◆ Your instructions
Go through the data and copy every line exactly, but not the images.

◆ Dataset records
▬▬▬

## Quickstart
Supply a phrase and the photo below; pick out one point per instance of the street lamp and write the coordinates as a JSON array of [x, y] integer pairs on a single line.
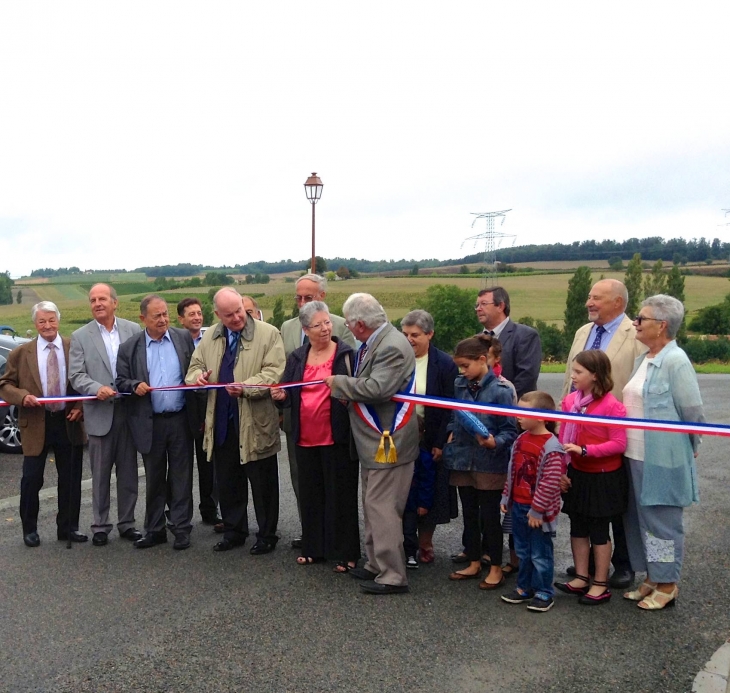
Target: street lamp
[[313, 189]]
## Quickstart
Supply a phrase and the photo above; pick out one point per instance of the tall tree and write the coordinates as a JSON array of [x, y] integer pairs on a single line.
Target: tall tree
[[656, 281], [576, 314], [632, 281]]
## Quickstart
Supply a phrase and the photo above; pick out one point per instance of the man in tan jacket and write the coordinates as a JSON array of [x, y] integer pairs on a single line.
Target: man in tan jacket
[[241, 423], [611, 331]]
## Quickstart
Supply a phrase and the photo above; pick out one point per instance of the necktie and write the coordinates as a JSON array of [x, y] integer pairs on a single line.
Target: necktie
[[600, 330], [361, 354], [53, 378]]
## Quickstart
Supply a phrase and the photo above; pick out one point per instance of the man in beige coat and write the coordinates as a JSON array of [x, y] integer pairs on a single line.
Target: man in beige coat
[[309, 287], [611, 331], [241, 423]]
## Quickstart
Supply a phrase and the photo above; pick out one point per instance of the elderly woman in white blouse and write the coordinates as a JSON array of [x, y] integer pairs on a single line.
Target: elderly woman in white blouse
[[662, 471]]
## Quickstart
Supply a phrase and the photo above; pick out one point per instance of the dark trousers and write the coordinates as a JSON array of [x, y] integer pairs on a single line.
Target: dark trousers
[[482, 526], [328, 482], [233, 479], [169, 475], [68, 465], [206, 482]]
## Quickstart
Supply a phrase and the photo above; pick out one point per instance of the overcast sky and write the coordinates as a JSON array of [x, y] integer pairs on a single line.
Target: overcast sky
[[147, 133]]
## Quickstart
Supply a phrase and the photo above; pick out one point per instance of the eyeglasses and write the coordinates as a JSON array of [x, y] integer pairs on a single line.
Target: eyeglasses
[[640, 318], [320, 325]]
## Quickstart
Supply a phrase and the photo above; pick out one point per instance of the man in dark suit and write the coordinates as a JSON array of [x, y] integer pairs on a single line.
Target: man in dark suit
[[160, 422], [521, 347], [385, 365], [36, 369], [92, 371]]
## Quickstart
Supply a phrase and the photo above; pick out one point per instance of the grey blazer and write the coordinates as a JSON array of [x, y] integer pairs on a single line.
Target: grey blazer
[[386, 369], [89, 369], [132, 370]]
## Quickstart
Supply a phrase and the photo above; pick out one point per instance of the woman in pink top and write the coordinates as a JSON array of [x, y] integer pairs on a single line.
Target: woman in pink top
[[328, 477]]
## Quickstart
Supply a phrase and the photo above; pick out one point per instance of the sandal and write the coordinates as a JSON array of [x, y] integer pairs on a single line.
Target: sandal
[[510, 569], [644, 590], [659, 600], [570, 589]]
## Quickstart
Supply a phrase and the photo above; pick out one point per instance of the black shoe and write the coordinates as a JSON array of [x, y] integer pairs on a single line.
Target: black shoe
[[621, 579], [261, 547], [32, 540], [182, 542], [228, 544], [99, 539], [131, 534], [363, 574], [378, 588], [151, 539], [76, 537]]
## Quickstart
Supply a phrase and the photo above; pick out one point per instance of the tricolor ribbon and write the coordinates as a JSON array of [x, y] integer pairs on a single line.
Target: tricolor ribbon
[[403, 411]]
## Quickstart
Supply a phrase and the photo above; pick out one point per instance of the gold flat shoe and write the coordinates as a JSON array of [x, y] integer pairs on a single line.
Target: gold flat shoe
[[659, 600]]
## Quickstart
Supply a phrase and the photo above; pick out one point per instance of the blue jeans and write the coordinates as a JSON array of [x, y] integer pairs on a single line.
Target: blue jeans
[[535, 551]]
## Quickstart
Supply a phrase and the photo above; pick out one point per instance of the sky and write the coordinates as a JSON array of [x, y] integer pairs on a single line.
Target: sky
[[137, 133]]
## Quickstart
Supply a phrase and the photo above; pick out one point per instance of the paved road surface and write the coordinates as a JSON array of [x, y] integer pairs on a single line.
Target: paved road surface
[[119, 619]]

▬▬▬

◆ Problem solution
## Quickstart
Supply a phrase and the photo below; pick out one point per instance of the street lamp and write the coordinates as a JSON array of [x, y] integer pairs on a single line.
Target: street lamp
[[313, 189]]
## Quickstart
Supply a phrase and the photo above; pick out one point per instance of the tall tree and write the coordinates as a JSON array of [x, y] integer pairs on a single line.
Target: tall tree
[[656, 281], [576, 314], [632, 281]]
## Quickstart
Supply a phrase and the photo above; pick out one point per instance of the man in tan jacket and write the coordinates as a JSON array of [x, y] integer pairs on a single line.
Target: man in tan jacket
[[241, 423], [611, 331]]
## Quickstart
Supply a phrase and the photo above; pick out one point per instance of the necktie and write the coordinates as a JSON array of [x, y] integer pairs on a single line.
Target: necktie
[[600, 330], [361, 354], [53, 378]]
## Quickstart
Supply a phrase and the photo above; pick out one point per instance of the man in beige coat and write the coordinates as a JSON array of [x, y] integer pairs on a single line.
Target: man in beige coat
[[309, 287], [611, 331], [241, 423]]
## Quickstart
Supply a phrase and the photo above; pick out one point per instance of the elderly woman in white blouse and write the coordinates as a JSON array of [x, y] integer pairs on a single line.
Target: elderly woman in white blouse
[[662, 471]]
## Quickstart
Supply a phrase and the photo above; pick out one point per instance of the dark trousers and write the coordinates as a JSON array of [x, y] integer pairs on a single line.
Target: dark trousers
[[482, 526], [328, 482], [233, 479], [169, 475], [68, 465], [206, 482]]
## Quickstart
Supply a phrase and the photo above; pick out one point per instance of the overcast sky and write the coordinates as a JSON array of [x, y] integer pairs on a single line.
Target: overcast sky
[[147, 133]]
## Quickstart
Supply a phrase and the photo above; pick out one point per instance of the eyeglasses and write the coordinates as a JSON array of [x, y] integer pairs on a single line.
Target: eyeglasses
[[640, 318], [320, 325]]
## Quickstart
Supply a phrase and the photo above; pick out one point per instance of the man in dark suit and write the coordinates as a JSON array of [x, y] integer pairs on a single line.
Target: man in dark suit
[[160, 422], [521, 347], [385, 365], [36, 369], [92, 371]]
## Quickstart
Supply a phrase and the photo above; pick out one point per instance of the grey blazer and write the coordinates as a JSON array of [x, y] integer pairs on a single line.
Target: grey blazer
[[386, 369], [89, 369], [132, 370]]
## Quickstart
Supply a phrase and the photo above; pick out one point per instance of the woman in pink top and write the coordinates as a JSON array of [x, y] integer pairs on a single line.
Target: woman in pink top
[[328, 477]]
## Quickstart
Supply a phrase and the photo above; pick out one point per instance of the sandal and write the coordinates as a JSON array of [x, y] integer pairs on a single line.
Target: sandal
[[510, 569], [644, 590], [659, 600], [570, 589]]
## Quickstart
Supply a phrase and the photo above; pick out one point per instance of the black shoe and write the coordinates as a JSON array of [x, y] integer pairs on a single line.
Target: black shoe
[[621, 579], [261, 547], [32, 540], [182, 542], [228, 544], [99, 539], [131, 534], [363, 574], [378, 588], [151, 539], [76, 537]]
## Quickstart
Supply a phrase and the photo above; pick out one point per instance of the tricolor ribbon and write the coordinates as a JSON array of [x, y] integer pairs on a single line.
Target: tricolor ribbon
[[403, 411]]
## Quickstart
Supply a phrase and the photo above; pick out one point per instance of the gold flat shoe and write the coordinates as a JSON array of [x, y] integer pairs on a single line.
Target: gold flat shoe
[[659, 600]]
## Quickstart
Supply a phrase and the photo above; pick out one point per instance of the blue jeans and write the coordinates as a JSON array of [x, y] integer pairs on a single line.
Target: blue jeans
[[535, 551]]
## Quickstart
Supply a phrase and the photo above; pick out one point per instance of the sky and write the coordinates as a JSON array of [x, y] integer pairs on a single line.
Target: sky
[[137, 133]]
## Quickstart
Supply a phrase and the photo above; pick out one point per instance of the paved road surface and write the coordinates as a JSON array of [x, y] integer pairs on a single line.
Target: paved road surface
[[119, 619]]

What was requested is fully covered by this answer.